Parties de l'exercice:
**1)** Répondez à ces questions d'après l'extrait à lire :
(a) Chez quel éditeur Toth a-t-il travaillé à la fin des années 50-début des années 60 ?
(b) Quel personnage a été tué, ce qui a décidé du destin de Peter Parker/Spider-Man ?
(c) Par qui Grills a-t-il été tué ?
**2)** Pour chaque phrase, dites si elle est d'accord avec l'extrait à lire, et citez les mots qui le montrent :
(a) Toth a abandonné ses neuf cases dès que l'éditeur lui a permis de découper ses pages comme il voulait.
(b) Dans les comics, quand un héros meurt sans qu'on voie sa dépouille, c'est une façon de dire qu'il peut revenir.
(c) Grills était un des voisins de Clint Barton.

Extrait à lire:

*****

Toth a, à la fin des années 50-début des années 60, travaillé chez l'éditeur Dell. Il y a dessiné des histoires dans divers genres (récits de guerre, fantastique...), mais avec une drôle de contrainte technique : composer des planches de neuf cases d'égale valeur, soit donc un "gaufrier". Au début, il a subi cette contrainte avec difficulté, lui qui aimait varier les effets pour "muscler" les scripts qu'on lui proposait (quand je dis "muscler", je devrais en fait reprendre l'expression intraduisible mais éloquente de "plussing the script" employée par Toth : il ne s'agissait pas de faire l'intéressant, d'user d'effets faciles et spectaculaires dans le dessin, mais plutôt de traduire au mieux en images ce que racontait l'histoire, de la rendre plus efficace, plus intense). Puis il s'est pris au jeu, tant et si bien que lorsque l'éditeur l'a ensuite autorisé à découper ses pages comme bon lui semblait, il a continué à utiliser ses neuf cases identiquement taillées car il avait appris à en tirer le meilleur parti : il aimait désormais cette contrainte qui l'obligeait à utiliser chaque plan de la manière la plus simple et puissante possible.

Qu'apprend-on d'un tel procédé ? La mesure, la subtilité, la sobriété. Et lorsque, comme Fraction et Aja, on s'engage à parler durant tout un épisode d'un thème aussi délicat que le deuil, de la mesure, de la subtilité, de la sobriété, il en faut.

C'est bien connu, dans les comics (et en particulier dans les comics super-héroïques), la mort est rarement traitée sérieusement puisqu'on y ressuscite à tour de bras, grâce à la magie ou d'autres fantaisies scénaristiques. Il y a aussi une règle selon laquelle quand un héros meurt mais qu'on ne voit pas sa dépouille, c'est un moyen implicite de dire au lecteur qu'il peut revenir.

Mais il existe bien entendu des exceptions, des espèces de "morts sacrées", quoique souvent cyniques - en quelque sorte, parfois, un personnage qui mort a plus d'impact que lorsqu'il était vivant, il conditionne même la vocation du héros à faire le bien. Un des cas les plus célèbres est celui de l'oncle Ben, dont le meurtre a décidé du destin de Peter Parker/Spider-Man.

L'autre exception, c'est, comme dans le cas de Hawkeye #13, la mort d'un personnage de second ou même troisième rang, comme "Grills" : il s'agissait d'un des voisins de Clint Barton/Hawkeye. Il a eu trois scènes mémorables dans la série : celle où il affublait le héros du pseudonyme de Hawkguy (#6), celle où il présentait son père à Clint lors de l'ouragan Sandy (#7) et celle où il a trouvé la mort, tué par Kazi l'exécuteur engagé par les mafieux russes (#9). Pas grand-chose donc, mais pourtant sa disparition, brutale, injuste, cruelle, inattendue, a été un des pivots de la série.

*****

Matériel fourni:
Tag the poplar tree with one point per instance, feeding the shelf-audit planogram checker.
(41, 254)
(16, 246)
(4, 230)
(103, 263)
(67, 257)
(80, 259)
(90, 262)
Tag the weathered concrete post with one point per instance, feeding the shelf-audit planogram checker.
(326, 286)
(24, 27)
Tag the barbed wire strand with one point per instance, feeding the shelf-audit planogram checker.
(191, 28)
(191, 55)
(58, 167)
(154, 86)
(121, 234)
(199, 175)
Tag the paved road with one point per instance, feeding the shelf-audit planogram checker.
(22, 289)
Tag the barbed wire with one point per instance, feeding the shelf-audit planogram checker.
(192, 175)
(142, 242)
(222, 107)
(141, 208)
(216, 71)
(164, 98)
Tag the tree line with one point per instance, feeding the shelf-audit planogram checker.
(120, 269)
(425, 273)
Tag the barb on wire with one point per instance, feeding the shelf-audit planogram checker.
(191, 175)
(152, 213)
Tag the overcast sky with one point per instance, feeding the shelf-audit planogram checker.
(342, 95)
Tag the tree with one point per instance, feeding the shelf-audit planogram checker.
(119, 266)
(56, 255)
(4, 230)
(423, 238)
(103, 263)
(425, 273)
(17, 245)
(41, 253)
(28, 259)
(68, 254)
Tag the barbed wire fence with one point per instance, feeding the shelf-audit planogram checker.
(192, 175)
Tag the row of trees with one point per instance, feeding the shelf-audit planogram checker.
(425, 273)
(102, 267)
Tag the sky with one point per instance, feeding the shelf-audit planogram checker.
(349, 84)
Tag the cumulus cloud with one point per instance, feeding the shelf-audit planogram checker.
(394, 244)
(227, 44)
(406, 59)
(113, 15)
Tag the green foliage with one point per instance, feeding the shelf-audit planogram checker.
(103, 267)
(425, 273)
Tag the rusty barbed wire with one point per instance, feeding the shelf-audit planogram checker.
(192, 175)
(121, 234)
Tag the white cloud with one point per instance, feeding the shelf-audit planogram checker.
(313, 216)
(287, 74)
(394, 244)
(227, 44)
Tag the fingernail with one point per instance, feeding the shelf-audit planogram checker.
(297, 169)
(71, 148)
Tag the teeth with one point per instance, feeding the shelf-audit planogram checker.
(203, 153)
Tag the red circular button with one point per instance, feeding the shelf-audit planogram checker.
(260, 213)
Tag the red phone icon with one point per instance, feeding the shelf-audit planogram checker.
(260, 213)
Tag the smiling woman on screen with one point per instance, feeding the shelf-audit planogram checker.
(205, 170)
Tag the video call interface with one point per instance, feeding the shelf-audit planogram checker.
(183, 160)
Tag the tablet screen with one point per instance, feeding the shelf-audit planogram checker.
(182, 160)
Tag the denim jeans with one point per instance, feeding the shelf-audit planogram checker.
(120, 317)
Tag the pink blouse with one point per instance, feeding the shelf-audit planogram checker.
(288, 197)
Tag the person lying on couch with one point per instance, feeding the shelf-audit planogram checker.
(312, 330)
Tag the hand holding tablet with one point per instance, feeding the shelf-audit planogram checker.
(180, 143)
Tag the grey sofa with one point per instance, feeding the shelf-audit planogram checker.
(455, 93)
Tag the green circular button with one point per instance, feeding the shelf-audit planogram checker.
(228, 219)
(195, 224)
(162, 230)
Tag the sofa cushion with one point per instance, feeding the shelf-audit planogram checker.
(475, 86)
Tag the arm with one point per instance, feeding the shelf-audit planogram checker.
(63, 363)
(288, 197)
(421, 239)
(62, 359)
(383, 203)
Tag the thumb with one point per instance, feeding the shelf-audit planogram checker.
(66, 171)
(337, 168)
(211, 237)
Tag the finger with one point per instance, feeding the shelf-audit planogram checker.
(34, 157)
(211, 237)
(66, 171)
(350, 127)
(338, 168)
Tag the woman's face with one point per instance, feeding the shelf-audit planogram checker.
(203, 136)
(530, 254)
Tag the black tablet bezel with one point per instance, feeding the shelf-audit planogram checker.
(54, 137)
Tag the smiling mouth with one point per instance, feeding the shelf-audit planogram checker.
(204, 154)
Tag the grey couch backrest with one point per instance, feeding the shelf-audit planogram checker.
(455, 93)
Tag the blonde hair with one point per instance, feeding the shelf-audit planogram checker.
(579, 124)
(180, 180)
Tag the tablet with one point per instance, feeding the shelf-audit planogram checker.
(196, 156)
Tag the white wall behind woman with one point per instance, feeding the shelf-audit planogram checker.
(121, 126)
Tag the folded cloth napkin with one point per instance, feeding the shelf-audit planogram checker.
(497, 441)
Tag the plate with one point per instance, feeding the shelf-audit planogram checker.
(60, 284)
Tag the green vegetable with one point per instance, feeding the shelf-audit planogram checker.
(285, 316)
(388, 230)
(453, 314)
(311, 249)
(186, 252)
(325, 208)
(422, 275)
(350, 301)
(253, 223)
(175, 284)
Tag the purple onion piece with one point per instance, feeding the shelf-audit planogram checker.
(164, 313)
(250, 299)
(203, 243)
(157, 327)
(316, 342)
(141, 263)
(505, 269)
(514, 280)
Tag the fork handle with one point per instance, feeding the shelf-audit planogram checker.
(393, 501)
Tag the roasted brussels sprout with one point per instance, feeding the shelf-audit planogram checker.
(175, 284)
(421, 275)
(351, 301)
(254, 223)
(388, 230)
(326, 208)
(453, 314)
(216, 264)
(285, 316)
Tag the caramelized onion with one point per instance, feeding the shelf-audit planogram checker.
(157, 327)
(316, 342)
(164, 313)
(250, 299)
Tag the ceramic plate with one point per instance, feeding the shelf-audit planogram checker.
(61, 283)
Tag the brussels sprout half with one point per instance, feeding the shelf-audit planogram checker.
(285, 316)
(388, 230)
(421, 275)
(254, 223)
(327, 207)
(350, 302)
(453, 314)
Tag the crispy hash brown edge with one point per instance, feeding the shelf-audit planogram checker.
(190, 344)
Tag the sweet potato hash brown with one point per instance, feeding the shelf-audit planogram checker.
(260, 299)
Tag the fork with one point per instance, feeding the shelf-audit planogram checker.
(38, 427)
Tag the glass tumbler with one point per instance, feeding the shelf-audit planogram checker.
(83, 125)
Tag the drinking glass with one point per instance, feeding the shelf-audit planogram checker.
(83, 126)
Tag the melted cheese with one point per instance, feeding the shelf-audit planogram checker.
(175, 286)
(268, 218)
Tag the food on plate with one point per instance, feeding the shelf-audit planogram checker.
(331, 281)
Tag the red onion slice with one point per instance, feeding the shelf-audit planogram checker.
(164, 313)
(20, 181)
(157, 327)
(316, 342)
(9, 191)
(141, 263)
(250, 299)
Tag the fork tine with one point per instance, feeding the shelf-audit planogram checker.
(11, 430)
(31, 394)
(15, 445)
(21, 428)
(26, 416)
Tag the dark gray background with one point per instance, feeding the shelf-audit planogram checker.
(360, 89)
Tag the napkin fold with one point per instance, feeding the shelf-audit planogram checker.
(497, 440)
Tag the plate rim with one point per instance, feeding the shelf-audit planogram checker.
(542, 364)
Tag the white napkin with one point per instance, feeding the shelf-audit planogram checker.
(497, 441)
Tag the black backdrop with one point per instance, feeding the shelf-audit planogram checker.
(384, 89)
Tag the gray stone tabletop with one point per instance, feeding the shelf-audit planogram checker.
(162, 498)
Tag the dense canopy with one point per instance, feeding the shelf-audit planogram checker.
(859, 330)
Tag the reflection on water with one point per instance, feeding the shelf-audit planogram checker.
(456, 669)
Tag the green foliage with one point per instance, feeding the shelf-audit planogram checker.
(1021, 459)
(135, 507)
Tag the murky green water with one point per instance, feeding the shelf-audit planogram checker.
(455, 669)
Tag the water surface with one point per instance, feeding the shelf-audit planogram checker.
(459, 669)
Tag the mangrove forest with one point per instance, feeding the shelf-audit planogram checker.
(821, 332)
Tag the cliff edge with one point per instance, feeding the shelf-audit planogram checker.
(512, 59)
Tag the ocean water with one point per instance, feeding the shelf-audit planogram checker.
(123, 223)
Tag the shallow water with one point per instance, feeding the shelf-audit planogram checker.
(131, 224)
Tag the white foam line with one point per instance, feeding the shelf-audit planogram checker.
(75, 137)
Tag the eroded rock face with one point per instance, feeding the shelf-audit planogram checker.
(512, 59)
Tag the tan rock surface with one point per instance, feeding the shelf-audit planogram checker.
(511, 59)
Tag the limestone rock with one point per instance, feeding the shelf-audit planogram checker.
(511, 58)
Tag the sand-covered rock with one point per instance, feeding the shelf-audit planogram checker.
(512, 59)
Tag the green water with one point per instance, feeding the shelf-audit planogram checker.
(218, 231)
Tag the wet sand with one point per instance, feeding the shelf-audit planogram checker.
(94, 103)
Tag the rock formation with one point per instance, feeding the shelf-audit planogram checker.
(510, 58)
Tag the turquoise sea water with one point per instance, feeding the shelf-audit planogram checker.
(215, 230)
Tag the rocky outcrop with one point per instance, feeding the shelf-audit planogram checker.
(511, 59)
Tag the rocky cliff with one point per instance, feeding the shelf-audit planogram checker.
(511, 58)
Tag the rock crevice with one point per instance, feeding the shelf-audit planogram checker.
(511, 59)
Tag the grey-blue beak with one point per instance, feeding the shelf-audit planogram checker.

*****

Corrigé:
**1)**
(a) Chez l'éditeur Dell.
(b) L'oncle Ben.
(c) Par Kazi, l'exécuteur engagé par les mafieux russes.

**2)**
(a) Non : « il a continué à utiliser ses neuf cases identiquement taillées ».
(b) Oui : « quand un héros meurt mais qu'on ne voit pas sa dépouille, c'est un moyen implicite de dire au lecteur qu'il peut revenir ».
(c) Oui : « il s'agissait d'un des voisins de Clint Barton/Hawkeye ».